• _指定任务_
按照下文这段题解,本题的考点是什么?

考点:二维差分,前缀和。
这题题意很明确,做法也很明确,先对前k个操作差分,再进行二维前缀和,直接O(1)查询就行了。

#include <bits/stdc++.h>
#include <unordered_map>
using namespace std;
typedef long long ll;
typedef unsigned long long ull;
const int mod = 10000;
const int N = 5e6 + 10;
ll a[2010][2010];
int main()
{
#ifdef LOCAL
    freopen("E:/input.txt", "r", stdin);
#endif
    int n, m, k, q;
    cin >> n >> m >> k >> q;
    for (int i = 1; i <= k; i++)
    {
        int x1, x2, y1, y2;
        scanf("%d%d%d%d", &x1, &y1, &x2, &y2);
        int c = 1;
        a[x1][y1] += c;
        a[x2 + 1][y1] -= c;
        a[x1][y2 + 1] -= c;
        a[x2 + 1][y2 + 1] += c;
    }
    for (int i = 1; i <= n; i++)
    {
        for (int j = 1; j <= m; j++)
        {
            a[i][j] = a[i][j] + a[i - 1][j] + a[i][j - 1] - a[i - 1][j - 1];
        }
    }
    for (int i = 1; i <= n; i++)
    {
        for (int j = 1; j <= m; j++)
        {
            a[i][j] = a[i][j] + a[i - 1][j] + a[i][j - 1] - a[i - 1][j - 1];
        }
    }
    while (q--) 
    {
        int x1, x2, y1, y2;
        scanf("%d%d%d%d", &x1, &y1, &x2, &y2);
        ll num = a[x2][y2] + a[x1 - 1][y1 - 1] - a[x1 - 1][y2] - a[x2][y1 - 1];
        printf("%lld\n", num);
    }
    return 0;
}

• _所给材料_
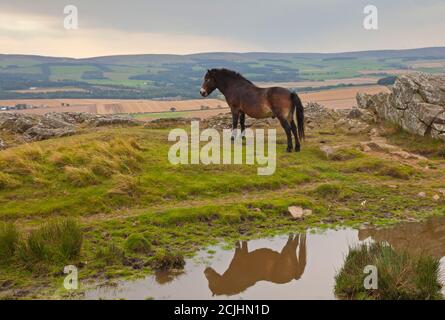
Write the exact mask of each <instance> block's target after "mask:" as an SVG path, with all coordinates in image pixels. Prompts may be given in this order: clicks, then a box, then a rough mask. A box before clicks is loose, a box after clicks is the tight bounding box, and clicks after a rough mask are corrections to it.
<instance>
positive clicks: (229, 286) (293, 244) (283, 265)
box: [204, 235, 306, 296]
mask: <svg viewBox="0 0 445 320" xmlns="http://www.w3.org/2000/svg"><path fill="white" fill-rule="evenodd" d="M298 246H299V250H298V255H297V247H298ZM305 267H306V235H297V236H295V237H294V236H292V235H291V236H289V239H288V241H287V243H286V245H285V246H284V248H283V249H282V250H281V252H277V251H274V250H272V249H268V248H261V249H257V250H254V251H252V252H249V250H248V248H247V242H246V241H244V242H239V243H237V248H236V250H235V255H234V257H233V259H232V262H231V263H230V265H229V268H228V269H227V270H226V272H224V273H223V274H222V275H220V274H219V273H217V272H216V271H215V270H214V269H212V268H207V269H206V270H205V271H204V274H205V276H206V278H207V280H208V282H209V288H210V290H211V291H212V293H213V295H228V296H229V295H234V294H238V293H241V292H243V291H244V290H246V289H247V288H249V287H251V286H253V285H254V284H255V283H257V282H258V281H270V282H273V283H277V284H283V283H288V282H290V281H292V280H294V279H295V280H298V279H300V278H301V276H302V275H303V272H304V269H305Z"/></svg>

• _本题输出_
二维差分和前缀和。